*TEXTO DADO*.
____________________

Porém, deve-se ter cuidado ao refletir sobre
isso para não cair na cilada de afirmar que as pessoas apenas desenvolvem-se
quando têm predisposição para uma determinada coisa, como se tudo dependesse de
dom e/ou talento, quando a Neurociência traz evidências de que a prática e a
constância têm maior influência do que a inclinação para a área.
Nesse sentido, Ratey ( 2001, p. 198) ressalta
que
Pensar é, com efeito, um processo, uma função
biológica desempenhada pelo cérebro. O processamento do pensamento é o ato de
receber, perceber e compreender, armazenar, manipular, monitorar, controlar e
responder ao fluxo constante de dados. A capacidade para ligar de forma
competente as informações oriundas das áreas de associação motora, sensorial e
mnemônica é decisiva para o processamento do pensamento e para a consideração e
planejamento de futuras ações
Por isso, o papel da escola deve ser criar
mecanismos de aprendizagem em que o aluno consiga fazer ligações entre o que
está aprendendo e seu cotidiano, sendo levado a realizar questionamentos,
reforçando sua autonomia e desenvolvendo diversas habilidades e competências,
as quais serão fundamentais para a resolução de problemas diários.
Para Carvalho (2011, p.47),
[...] uma vez que professores compreendem a
aprendizagem como processo humano que tem raízes biológicas e condicionantes
socioculturais do conhecimento adotam uma gestão mais eficaz tanto das emoções
quanto da aprendizagem de seus estudantes.
Dessa forma, o professor compreende que é
preciso gerar emoção nos alunos para que eles aprendam, que eles se sintam
estimulados e com vontade de continuar aprendendo e, com isso, desenvolvendo
habilidades e competências que permitem que o aluno aprenda de forma completa,
ligando aspectos culturais, sociais, cognitivos e biológicos.
Cosenza e Guerra (2011, p.76) explicam que
[...] as neurociências têm demonstrado que os
processos cognitivos e emocionais estão profundamente entrelaçados no
funcionamento do cérebro e têm tornado evidente que as emoções são importantes
para que o comportamento mais adequado à sobrevivência seja selecionado em
momentos importantes da vida dos indivíduos.

____________________

Registros de origem:
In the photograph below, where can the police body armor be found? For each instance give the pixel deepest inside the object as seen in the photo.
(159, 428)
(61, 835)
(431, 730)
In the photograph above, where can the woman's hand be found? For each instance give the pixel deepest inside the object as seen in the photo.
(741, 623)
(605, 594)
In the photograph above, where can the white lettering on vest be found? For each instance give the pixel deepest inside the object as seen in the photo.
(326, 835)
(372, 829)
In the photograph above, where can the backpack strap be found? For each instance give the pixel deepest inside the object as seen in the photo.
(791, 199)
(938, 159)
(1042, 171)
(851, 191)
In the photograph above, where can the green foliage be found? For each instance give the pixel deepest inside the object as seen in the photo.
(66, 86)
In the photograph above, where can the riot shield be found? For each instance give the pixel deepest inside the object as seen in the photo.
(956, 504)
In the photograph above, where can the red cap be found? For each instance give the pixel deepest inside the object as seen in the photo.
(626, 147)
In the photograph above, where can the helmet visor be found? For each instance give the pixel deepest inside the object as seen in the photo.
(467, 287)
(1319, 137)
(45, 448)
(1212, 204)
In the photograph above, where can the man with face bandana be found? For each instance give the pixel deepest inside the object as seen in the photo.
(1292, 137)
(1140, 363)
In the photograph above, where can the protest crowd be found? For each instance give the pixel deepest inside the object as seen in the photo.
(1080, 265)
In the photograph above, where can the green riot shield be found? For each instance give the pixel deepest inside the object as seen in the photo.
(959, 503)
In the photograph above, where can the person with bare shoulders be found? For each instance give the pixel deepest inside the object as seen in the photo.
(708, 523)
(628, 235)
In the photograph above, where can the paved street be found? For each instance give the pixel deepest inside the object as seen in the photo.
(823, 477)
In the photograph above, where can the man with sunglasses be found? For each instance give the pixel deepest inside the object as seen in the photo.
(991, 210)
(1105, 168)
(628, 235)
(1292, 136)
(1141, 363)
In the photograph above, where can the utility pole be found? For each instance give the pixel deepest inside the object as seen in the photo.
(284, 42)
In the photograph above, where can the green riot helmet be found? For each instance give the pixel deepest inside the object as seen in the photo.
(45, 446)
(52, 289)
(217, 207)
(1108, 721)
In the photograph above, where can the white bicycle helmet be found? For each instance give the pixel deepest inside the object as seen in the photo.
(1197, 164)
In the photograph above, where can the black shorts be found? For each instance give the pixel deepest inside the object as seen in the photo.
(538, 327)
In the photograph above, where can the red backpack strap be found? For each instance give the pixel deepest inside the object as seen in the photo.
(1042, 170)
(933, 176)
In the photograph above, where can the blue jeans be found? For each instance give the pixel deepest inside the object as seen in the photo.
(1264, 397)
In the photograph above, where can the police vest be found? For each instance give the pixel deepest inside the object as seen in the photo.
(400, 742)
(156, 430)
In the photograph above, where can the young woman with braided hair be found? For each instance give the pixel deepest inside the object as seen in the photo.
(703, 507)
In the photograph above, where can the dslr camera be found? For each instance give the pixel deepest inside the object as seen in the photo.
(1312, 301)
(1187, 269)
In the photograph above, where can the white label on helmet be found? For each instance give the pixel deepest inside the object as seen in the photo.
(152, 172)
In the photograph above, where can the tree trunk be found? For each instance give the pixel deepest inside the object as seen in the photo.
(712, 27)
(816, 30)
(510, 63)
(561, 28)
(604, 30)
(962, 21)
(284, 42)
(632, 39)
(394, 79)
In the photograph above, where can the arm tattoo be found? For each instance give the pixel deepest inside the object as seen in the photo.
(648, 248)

____________________

*TAREFAS PROPOSTAS*.
- 1) Copie do texto sobre neurociência e aprendizagem o trecho que começa em "Porém, deve-se ter" e segue até "para a área.".
- 2) Quais autores são citados no texto sobre neurociência e aprendizagem? Liste todos.
A listagem não é necessária para estas tarefas.

*RESPOSTAS*.
- 1)
Porém, deve-se ter cuidado ao refletir sobre
isso para não cair na cilada de afirmar que as pessoas apenas desenvolvem-se
quando têm predisposição para uma determinada coisa, como se tudo dependesse de
dom e/ou talento, quando a Neurociência traz evidências de que a prática e a
constância têm maior influência do que a inclinação para a área.

- 2) Ratey, Carvalho, Cosenza e Guerra.